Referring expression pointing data
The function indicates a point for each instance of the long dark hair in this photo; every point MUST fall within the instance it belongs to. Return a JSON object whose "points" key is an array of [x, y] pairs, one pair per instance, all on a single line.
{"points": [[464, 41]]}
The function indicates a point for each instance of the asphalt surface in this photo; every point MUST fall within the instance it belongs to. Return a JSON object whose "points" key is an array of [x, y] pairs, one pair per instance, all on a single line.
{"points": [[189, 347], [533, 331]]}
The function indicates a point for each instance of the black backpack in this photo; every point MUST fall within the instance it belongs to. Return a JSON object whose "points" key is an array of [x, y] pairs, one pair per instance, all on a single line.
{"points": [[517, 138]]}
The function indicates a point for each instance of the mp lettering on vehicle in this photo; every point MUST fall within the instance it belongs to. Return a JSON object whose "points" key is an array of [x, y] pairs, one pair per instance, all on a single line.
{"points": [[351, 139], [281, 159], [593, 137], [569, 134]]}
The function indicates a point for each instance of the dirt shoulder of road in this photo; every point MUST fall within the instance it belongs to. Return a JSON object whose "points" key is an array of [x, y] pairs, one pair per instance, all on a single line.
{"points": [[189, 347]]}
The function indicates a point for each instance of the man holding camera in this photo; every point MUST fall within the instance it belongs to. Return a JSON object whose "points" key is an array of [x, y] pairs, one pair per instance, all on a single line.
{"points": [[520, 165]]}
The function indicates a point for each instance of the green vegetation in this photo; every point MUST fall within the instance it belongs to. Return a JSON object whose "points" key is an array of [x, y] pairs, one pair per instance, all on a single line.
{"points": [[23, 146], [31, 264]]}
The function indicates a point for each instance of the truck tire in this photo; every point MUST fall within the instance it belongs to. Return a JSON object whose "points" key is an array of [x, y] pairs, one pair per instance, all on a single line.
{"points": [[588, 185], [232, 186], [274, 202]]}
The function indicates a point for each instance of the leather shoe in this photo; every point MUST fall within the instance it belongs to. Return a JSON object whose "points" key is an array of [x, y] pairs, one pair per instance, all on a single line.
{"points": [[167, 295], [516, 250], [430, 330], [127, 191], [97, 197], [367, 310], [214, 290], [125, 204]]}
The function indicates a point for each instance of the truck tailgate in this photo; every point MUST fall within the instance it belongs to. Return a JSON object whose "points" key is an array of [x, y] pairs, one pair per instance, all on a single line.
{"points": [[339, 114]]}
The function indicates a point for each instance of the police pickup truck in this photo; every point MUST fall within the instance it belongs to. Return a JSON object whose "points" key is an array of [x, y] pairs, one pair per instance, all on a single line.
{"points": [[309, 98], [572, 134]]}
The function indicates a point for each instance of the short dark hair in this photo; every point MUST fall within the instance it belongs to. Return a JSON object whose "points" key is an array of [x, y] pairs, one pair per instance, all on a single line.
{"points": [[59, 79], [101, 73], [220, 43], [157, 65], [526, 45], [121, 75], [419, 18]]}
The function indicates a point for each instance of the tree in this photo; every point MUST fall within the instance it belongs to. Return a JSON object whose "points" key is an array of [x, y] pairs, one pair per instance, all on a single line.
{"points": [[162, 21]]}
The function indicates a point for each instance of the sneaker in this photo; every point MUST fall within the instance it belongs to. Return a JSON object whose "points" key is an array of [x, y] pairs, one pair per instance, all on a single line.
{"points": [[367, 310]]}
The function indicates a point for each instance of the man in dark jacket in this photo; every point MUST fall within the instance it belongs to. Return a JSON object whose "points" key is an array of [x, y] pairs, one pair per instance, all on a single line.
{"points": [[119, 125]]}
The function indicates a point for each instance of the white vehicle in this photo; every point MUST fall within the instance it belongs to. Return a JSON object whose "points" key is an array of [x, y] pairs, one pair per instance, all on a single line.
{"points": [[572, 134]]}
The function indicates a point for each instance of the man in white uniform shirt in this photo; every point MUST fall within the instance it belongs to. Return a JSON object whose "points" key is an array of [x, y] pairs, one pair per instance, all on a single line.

> [What you need to do]:
An exact copy of the data is needed.

> [Answer below]:
The function indicates a point for each instance of the long dark hair in this photo; every point MUST fall within the instance it belongs to. Return a JSON object whose "points" key is an array of [x, y] pairs, one pair per instance, all on a single line.
{"points": [[464, 41]]}
The function indicates a point for each instance of the asphalt surface in this photo; every point MUST fall within the instance it belongs to. Return a JSON object whose "points" key is an array of [x, y] pairs, one pair per instance, all on a single line.
{"points": [[189, 347], [533, 331]]}
The function indicates a point for each instance of the black backpack in this photo; every point MUST fall within the instance it belongs to. Return a JSON object whose "points" key is an array of [x, y] pairs, one pair per instance, all on a single line.
{"points": [[517, 138]]}
The function indicates a point for each instance of the mp lettering on vehicle in this photo; every point MUST fall within the instance it belongs to. Return a JSON object whose "points" key is an array of [x, y] pairs, one pair per instance, all on a single line.
{"points": [[351, 139], [281, 159], [593, 137], [569, 134]]}
The function indicates a point for each instance of the dirt shoulder of road in this photo; every point MUST fall within the instance it belongs to. Return a JSON object whose "points" key is an array of [x, y] pairs, one pair per instance, all on a single line.
{"points": [[189, 347]]}
The function indicates a point for each instance of the man holding camera in this photo; every point MUST fall within the instance it belongs to. Return a JSON object whose "points" key is an array of [x, y] pairs, one pair per instance, all on a single line.
{"points": [[520, 165]]}
The function indicates a point for each instance of the green vegetation in this photo; every point MUST fall within the instance it belongs to. Return a JSON object whose "points" key is an array of [x, y] pairs, one pair per instance, all on a single line.
{"points": [[23, 146], [31, 264]]}
The function indicates a point for each instance of the truck tire in this photo; every point MUST fall within the instance it belongs to. Return a JSON object whose "points" key is an array of [x, y] pairs, one pair per instance, all on a single line.
{"points": [[588, 185], [232, 186], [274, 202]]}
The function indicates a point for each instance of the leather shoe in this photo; every point MUST fall within the instance it belongs to. Return a JSON object whose "points" key is an array of [x, y] pairs, one pair per instance, all on a single line.
{"points": [[167, 295], [516, 250], [430, 330], [127, 191], [97, 197], [367, 310], [214, 290], [125, 204]]}
The function indicates a point for each instance of the truck tailgate in this photo; every point MUST fall within the instance it belongs to. Return a JSON object whose "points" key is an array of [x, y] pairs, one pair per instance, all on a single line.
{"points": [[339, 114]]}
The function indicates a point for each instance of the police pickup truck in this photo; every point MUST fall within the instance it belongs to. Return a JSON object whose "points" key is an array of [x, y] pairs, one pair per instance, all on a single line.
{"points": [[309, 98], [572, 134]]}
The function indicates a point for each instance of the short dark hair in this photo; every point MUST fall within the instance it belongs to. Return a JSON object whose "points" key is an array of [x, y] pairs, one pair per instance, all on a single line.
{"points": [[59, 79], [101, 73], [220, 43], [157, 65], [526, 45], [121, 75], [419, 18]]}
The function indicates a point for each instance of the tree in this photo; every point MUST fall within the instance it belongs to. Return a JSON object whose "points" key is an array of [x, y] pairs, one pair per instance, all on a single line.
{"points": [[162, 21]]}
The function indicates a point for each instance of the sneaker in this photo; every point MUST fall within the instance it belongs to. Return a JSON object whose "points" key is an array of [x, y] pairs, one pair per instance, all on a single line.
{"points": [[367, 310]]}
The function indicates a point for each instance of the man in dark jacket in this photo; every point MUST fall within the instance it belongs to. Return a JSON object whose "points" key is an array of [x, y] pairs, one pair per instance, all on a single line.
{"points": [[119, 125]]}
The function indicates a point for each instance of the white vehicle in this photo; every point MUST fall within the instance it belongs to. Return a JSON object whose "points" key is an array of [x, y] pairs, one pair per instance, all on a single line.
{"points": [[572, 134]]}
The function indicates a point for each instance of the man in white uniform shirt in this photo; every point MUST fall within the instance it belongs to. Return a JSON object whose "points" key is an array of [x, y] pairs, one pair per instance, all on a single line.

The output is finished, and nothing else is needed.